__WORK TO COMPLETE__: Copy the rows verbatim, starting at the line containing "Note: pick out the white" and ending at the line containing "column 114, row 23", with both of those lines included.

__WORKING DATA__:

-=-=-=-=-

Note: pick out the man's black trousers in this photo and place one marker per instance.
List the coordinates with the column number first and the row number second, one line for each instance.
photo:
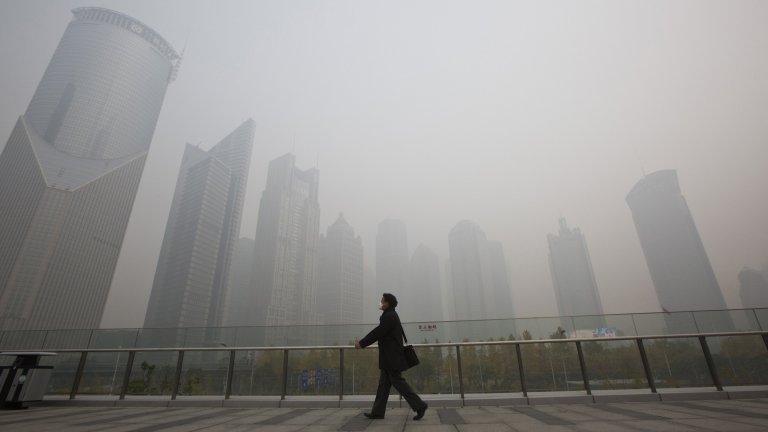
column 388, row 379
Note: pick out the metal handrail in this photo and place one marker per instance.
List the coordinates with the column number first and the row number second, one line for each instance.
column 701, row 337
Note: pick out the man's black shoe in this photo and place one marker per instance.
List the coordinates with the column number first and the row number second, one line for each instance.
column 420, row 413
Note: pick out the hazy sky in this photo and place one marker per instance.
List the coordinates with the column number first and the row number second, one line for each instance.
column 509, row 113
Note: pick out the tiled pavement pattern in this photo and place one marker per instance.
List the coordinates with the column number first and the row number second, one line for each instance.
column 720, row 416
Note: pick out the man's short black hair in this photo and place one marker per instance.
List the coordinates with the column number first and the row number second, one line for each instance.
column 390, row 299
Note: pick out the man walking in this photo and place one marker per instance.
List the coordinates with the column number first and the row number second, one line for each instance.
column 389, row 334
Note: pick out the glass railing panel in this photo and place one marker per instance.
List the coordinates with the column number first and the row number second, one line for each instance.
column 551, row 367
column 603, row 326
column 204, row 373
column 614, row 365
column 740, row 360
column 490, row 369
column 257, row 373
column 437, row 372
column 23, row 340
column 726, row 321
column 113, row 338
column 63, row 374
column 677, row 362
column 152, row 373
column 663, row 323
column 161, row 338
column 103, row 373
column 313, row 372
column 361, row 371
column 67, row 339
column 210, row 337
column 762, row 318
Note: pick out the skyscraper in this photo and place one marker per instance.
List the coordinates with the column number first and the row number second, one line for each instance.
column 679, row 265
column 475, row 277
column 572, row 276
column 424, row 287
column 190, row 283
column 70, row 170
column 240, row 298
column 392, row 260
column 286, row 251
column 753, row 288
column 340, row 270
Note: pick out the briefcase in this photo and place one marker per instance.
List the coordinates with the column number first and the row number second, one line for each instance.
column 411, row 359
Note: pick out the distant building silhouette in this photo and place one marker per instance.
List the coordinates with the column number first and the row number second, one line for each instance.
column 241, row 300
column 392, row 260
column 572, row 275
column 340, row 270
column 753, row 288
column 71, row 167
column 424, row 287
column 189, row 288
column 679, row 265
column 286, row 251
column 476, row 275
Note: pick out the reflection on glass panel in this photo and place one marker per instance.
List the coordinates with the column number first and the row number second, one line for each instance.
column 113, row 338
column 63, row 374
column 103, row 373
column 677, row 362
column 204, row 373
column 257, row 373
column 740, row 360
column 23, row 339
column 614, row 365
column 161, row 338
column 313, row 372
column 551, row 367
column 152, row 373
column 436, row 373
column 490, row 369
column 604, row 325
column 209, row 337
column 361, row 371
column 726, row 321
column 663, row 323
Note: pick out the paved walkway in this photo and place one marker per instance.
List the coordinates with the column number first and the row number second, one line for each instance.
column 721, row 416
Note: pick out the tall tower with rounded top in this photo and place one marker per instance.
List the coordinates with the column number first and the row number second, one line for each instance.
column 71, row 167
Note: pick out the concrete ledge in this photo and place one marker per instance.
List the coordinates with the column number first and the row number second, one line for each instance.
column 618, row 397
column 682, row 396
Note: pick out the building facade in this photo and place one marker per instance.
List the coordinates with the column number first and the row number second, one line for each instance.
column 340, row 270
column 392, row 261
column 753, row 288
column 189, row 288
column 424, row 286
column 286, row 251
column 71, row 167
column 572, row 276
column 478, row 273
column 680, row 269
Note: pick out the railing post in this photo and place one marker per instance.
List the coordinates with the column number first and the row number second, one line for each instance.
column 646, row 365
column 230, row 373
column 177, row 376
column 520, row 369
column 710, row 363
column 461, row 377
column 583, row 367
column 78, row 374
column 341, row 373
column 284, row 390
column 127, row 375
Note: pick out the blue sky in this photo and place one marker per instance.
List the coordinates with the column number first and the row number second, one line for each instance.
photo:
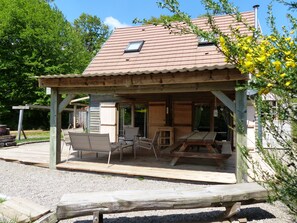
column 118, row 13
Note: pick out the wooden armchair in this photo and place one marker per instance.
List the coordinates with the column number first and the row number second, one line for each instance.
column 150, row 144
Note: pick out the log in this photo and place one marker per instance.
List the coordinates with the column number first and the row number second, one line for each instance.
column 21, row 210
column 82, row 204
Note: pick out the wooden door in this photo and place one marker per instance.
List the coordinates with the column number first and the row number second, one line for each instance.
column 108, row 117
column 156, row 117
column 182, row 118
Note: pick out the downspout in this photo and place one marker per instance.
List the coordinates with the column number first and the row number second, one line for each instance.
column 260, row 132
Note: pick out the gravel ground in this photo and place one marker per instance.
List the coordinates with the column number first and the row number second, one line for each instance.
column 46, row 187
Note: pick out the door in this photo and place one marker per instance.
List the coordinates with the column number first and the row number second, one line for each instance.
column 108, row 113
column 157, row 117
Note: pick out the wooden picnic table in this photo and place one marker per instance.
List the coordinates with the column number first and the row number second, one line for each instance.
column 196, row 138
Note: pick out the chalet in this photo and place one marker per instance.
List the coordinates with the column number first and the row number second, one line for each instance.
column 147, row 77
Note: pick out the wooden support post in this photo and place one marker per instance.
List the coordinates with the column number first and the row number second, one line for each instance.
column 74, row 116
column 241, row 131
column 232, row 210
column 97, row 217
column 20, row 125
column 55, row 129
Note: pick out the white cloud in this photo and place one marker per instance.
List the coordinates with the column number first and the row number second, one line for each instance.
column 114, row 23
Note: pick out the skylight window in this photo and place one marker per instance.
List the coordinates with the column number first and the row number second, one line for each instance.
column 204, row 42
column 134, row 46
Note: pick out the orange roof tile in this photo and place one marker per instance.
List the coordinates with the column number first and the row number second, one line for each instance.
column 162, row 52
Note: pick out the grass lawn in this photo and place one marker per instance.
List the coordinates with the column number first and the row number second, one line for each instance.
column 32, row 136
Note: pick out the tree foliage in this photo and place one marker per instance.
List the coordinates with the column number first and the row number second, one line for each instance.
column 92, row 31
column 272, row 63
column 35, row 39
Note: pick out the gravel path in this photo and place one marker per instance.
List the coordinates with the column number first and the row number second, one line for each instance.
column 46, row 187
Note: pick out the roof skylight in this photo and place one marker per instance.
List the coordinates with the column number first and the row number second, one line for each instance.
column 204, row 42
column 134, row 46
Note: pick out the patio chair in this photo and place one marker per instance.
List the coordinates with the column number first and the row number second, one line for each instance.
column 94, row 142
column 150, row 144
column 130, row 133
column 129, row 138
column 66, row 138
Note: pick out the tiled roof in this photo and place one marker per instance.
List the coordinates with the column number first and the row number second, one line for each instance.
column 162, row 52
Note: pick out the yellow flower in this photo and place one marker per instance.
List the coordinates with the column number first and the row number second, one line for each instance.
column 245, row 48
column 264, row 91
column 277, row 65
column 290, row 63
column 283, row 75
column 272, row 38
column 262, row 59
column 222, row 40
column 249, row 56
column 248, row 64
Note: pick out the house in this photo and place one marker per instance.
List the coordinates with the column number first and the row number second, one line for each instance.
column 146, row 76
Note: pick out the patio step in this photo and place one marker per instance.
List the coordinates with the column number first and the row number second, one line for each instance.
column 21, row 210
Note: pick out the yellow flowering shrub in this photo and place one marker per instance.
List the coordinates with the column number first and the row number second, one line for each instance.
column 272, row 60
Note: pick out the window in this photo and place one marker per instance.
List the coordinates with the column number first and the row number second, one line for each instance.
column 134, row 46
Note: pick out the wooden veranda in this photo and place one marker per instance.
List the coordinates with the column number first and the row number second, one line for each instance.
column 144, row 166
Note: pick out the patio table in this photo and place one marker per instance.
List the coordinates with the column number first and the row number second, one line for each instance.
column 196, row 138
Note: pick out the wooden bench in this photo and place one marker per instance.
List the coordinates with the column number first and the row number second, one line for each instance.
column 99, row 203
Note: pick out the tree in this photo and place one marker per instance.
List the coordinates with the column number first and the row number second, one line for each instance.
column 92, row 31
column 272, row 63
column 35, row 39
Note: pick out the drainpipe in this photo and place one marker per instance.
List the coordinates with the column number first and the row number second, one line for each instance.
column 260, row 135
column 256, row 7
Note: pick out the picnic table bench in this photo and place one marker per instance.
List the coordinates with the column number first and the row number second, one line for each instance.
column 106, row 202
column 204, row 139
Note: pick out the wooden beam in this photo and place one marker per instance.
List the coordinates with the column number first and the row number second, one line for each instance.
column 143, row 79
column 241, row 131
column 225, row 99
column 38, row 107
column 55, row 129
column 157, row 89
column 105, row 202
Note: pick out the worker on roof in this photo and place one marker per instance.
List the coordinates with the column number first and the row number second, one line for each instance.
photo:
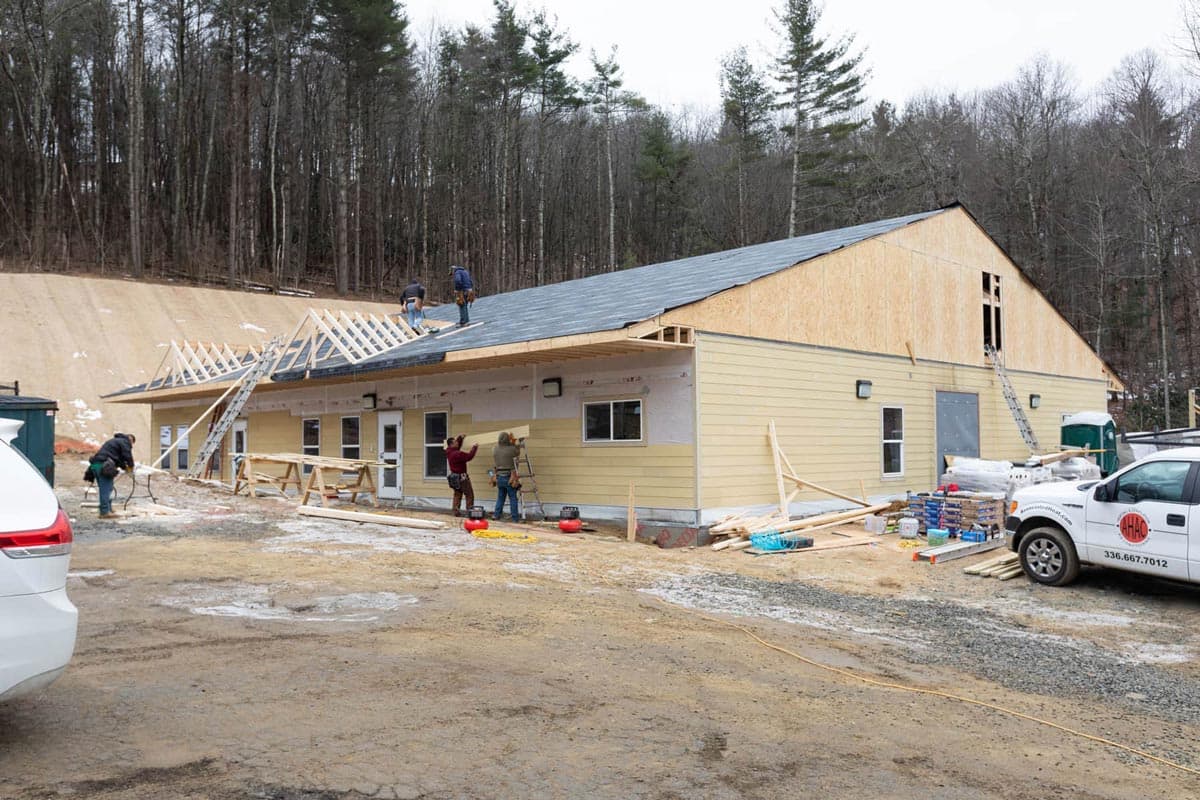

-=-=-=-=-

__ANSWER__:
Note: pick out the white cloud in this photo and place one marker per instance.
List the coordinates with the column number first and the row number second, one line for each instance.
column 114, row 23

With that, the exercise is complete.